#### QUESTIONS TO ANSWER:
1. Rewrite the part of the article on breakfast and weight loss starting with "U.S. News &" and going on through "research is needed.", changing "breakfast" to "morning meal".
2. According to the article on breakfast and weight loss, how many people did the University of Alabama at Birmingham researchers track, and for how long?
3. Summarize the article on breakfast and weight loss in two sentences.

··· PASSAGE FOR REVIEW ···

WASHINGTON, Aug. 27 (UPI) -- Breakfast has long been heralded as the "most important meal of the day," but it's been especially embraced by modern day nutritionists -- a key to jump-starting the metabolism, diminishing cravings and losing weight. But new research suggests the wisdom may be overrated.
According to a new study conducted by researchers at the Nutrition Obesity Research Center, at the University of Alabama at Birmingham, the consumption of breakfast was found to have no effect on people's ability to lose weight. Researchers tracked the weight loss progress of 300 people over the course of 16 weeks. The participants were divided into three groups -- one group was told to eat breakfast, one was told to skip breakfast, and the third group (the control group) wasn't offered any breakfast-related advice. At the end of the trial, researchers found each group enjoyed the same amount of weight loss success.
"Previous studies have demonstrated correlation, but not necessarily causation," the study's lead author, Emily J. Dhurandhar, explained. "In contrast, we used a large, randomized controlled trial to examine whether or not breakfast recommendations have a causative effect on weight loss."
The new study, published last month in the American Journal of Clinical Nutrition, is one of several other studies questioning the long held belief that breakfast is healthy and essential to weight loss. Another recent study conducted by researchers at the University of Bath came to similar conclusions -- finding that the metabolic rates, cholesterol levels and blood-sugar measurements of 33 participants were unaffected by the presence or absence of a morning meal.
Defenders of breakfast have argued that the two studies were too small, too short and failed to account for what type of breakfast was being consumed. Others will say the studies are part of a larger body of evidence discounting the importance of breakfast. In other words, when it comes to breakfast, science remains divided.
U.S. News & World Reports' health blogger, Yoni Freedhoff, says the devil is in the details. "I'd say if your breakfast consists of insanely large bowlfuls of sugary cereal washed down with sugary beverages like juice -- then yes, by all means skip it," Freedhoff recently wrote.
But Freedhoff, like many other nutritionists, tell patients looking to lose weight that they may benefit from a small but protein-dense breakfast eaten within an hour of waking. But right now, it's hard to say whether that wisdom is hard science or just an anecdote.
In the end, most scientists agree: more research is needed.

··· RECORDS SHOWN ···

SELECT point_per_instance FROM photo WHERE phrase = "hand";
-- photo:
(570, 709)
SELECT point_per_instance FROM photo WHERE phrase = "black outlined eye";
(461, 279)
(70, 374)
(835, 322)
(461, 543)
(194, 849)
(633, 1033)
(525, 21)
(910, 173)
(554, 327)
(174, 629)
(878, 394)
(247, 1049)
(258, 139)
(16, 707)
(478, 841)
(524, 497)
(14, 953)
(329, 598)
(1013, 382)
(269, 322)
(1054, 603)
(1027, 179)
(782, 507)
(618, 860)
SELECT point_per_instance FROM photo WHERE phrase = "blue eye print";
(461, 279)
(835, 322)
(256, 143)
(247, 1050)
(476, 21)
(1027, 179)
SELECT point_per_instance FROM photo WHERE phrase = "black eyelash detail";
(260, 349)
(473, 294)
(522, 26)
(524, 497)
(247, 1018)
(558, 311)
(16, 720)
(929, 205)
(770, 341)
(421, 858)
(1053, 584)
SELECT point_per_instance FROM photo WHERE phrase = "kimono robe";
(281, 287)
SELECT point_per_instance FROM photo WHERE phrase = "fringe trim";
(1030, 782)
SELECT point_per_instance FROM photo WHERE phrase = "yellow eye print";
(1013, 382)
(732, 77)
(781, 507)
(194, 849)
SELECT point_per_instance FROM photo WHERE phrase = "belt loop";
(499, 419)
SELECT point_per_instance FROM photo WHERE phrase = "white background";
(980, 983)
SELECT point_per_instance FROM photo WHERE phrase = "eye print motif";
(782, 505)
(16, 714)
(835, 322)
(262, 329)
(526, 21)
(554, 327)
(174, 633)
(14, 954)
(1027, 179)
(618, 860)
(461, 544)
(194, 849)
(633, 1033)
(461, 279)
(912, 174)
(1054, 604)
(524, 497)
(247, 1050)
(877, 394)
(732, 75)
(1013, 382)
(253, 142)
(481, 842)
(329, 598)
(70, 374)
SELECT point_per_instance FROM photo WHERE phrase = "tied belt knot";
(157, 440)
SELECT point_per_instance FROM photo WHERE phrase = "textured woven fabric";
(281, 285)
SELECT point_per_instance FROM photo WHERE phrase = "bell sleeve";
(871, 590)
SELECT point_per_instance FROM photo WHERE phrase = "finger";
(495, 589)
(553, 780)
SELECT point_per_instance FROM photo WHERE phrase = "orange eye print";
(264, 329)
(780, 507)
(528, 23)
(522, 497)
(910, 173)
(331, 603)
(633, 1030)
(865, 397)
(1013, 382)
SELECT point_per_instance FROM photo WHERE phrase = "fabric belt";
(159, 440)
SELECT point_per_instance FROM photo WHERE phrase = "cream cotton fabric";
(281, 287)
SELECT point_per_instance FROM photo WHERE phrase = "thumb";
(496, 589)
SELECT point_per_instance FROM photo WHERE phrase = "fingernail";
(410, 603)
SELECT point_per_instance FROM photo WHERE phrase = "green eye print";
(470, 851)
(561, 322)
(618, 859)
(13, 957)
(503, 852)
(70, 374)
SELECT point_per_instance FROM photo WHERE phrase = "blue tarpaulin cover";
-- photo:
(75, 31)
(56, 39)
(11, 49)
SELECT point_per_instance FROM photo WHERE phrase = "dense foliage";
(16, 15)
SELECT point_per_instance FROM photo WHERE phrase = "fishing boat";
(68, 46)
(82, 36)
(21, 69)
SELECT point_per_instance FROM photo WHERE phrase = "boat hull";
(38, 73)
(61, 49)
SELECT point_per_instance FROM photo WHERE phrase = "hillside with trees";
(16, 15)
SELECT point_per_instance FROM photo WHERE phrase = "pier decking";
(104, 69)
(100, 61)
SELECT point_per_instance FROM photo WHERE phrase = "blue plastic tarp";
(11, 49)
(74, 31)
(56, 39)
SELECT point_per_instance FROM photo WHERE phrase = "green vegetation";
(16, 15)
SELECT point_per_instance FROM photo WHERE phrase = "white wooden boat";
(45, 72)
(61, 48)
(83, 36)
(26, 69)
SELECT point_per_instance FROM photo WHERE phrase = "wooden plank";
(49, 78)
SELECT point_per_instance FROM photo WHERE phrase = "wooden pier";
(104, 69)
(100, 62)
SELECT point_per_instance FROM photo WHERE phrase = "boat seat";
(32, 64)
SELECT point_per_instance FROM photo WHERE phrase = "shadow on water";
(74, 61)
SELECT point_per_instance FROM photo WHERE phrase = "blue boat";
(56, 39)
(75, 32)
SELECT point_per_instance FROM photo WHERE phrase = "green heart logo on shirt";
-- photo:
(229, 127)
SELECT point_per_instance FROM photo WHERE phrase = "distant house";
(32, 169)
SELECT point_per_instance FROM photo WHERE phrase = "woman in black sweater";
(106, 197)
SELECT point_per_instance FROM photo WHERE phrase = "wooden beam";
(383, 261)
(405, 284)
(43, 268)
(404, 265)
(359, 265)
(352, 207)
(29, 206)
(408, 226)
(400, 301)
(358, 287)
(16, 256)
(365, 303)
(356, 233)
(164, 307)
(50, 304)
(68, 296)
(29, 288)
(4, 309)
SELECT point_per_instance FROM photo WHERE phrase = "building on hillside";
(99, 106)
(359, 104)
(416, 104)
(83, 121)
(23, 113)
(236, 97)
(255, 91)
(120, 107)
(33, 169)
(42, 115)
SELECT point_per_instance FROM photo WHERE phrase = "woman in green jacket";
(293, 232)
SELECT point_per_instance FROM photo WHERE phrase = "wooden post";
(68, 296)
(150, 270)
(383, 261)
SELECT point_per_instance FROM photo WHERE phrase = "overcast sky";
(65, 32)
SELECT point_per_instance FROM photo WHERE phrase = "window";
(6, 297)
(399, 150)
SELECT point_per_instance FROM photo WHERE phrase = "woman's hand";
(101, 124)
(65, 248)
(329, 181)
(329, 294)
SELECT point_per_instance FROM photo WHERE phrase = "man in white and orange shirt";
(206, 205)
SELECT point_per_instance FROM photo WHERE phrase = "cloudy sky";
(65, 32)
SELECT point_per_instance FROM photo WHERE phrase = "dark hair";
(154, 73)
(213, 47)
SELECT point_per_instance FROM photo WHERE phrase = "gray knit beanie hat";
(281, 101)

···

#### OUTPUTS FOR THE TASKS:
1.
U.S. News & World Reports' health blogger, Yoni Freedhoff, says the devil is in the details. "I'd say if your morning meal consists of insanely large bowlfuls of sugary cereal washed down with sugary beverages like juice -- then yes, by all means skip it," Freedhoff recently wrote.
But Freedhoff, like many other nutritionists, tell patients looking to lose weight that they may benefit from a small but protein-dense morning meal eaten within an hour of waking. But right now, it's hard to say whether that wisdom is hard science or just an anecdote.
In the end, most scientists agree: more research is needed.

2. 300 people over 16 weeks.

3. A randomized trial at the University of Alabama at Birmingham found that being told to eat or skip breakfast made no difference to weight loss, and a University of Bath study likewise found that breakfast did not affect metabolic rates, cholesterol levels or blood sugar. Defenders of breakfast call the studies too small and too short, while others see them as part of a larger body of evidence, and most scientists agree that more research is needed.